Requirement – Copy out the data below word for word, starting with the line that contains "field for grasp planning." and going on through the last line of the data.

Entries –
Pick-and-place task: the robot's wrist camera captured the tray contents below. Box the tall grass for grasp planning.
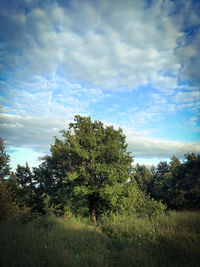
[0,212,200,267]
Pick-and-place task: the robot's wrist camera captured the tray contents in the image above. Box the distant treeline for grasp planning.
[133,153,200,210]
[0,115,200,222]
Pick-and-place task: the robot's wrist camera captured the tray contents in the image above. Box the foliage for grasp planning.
[35,116,135,218]
[0,212,200,267]
[134,153,200,209]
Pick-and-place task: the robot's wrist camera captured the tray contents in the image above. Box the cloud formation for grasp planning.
[0,0,200,164]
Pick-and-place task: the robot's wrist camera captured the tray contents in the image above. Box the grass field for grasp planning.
[0,212,200,267]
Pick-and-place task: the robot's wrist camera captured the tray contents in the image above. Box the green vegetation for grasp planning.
[0,212,200,267]
[0,116,200,267]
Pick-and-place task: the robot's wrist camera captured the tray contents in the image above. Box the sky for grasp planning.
[0,0,200,171]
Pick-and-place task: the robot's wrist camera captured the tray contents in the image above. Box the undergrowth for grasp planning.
[0,212,200,267]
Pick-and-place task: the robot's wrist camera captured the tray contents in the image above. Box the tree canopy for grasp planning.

Result of the exercise –
Pick-and-place task: the robot's wrist camera captured the tray contents in the image above. Box the grass field for grasp planning.
[0,212,200,267]
Pick-and-place task: the robot's wrist camera captured the tray contents in the image above. Box the green vegetation for grasp planning.
[0,212,200,267]
[0,116,200,267]
Pick-and-place task: the robot's wrist camera captured the tray contents in the image above. Box the sky for grasp planning.
[0,0,200,171]
Pick-and-place task: the robot's wrist camera captured the tray contents in the image above. Box the undergrowth for grasp planning.
[0,212,200,267]
Pick-and-place task: the robot's wrist camera captured the tray contents in the image above. Box the tree canopy for grasp planning.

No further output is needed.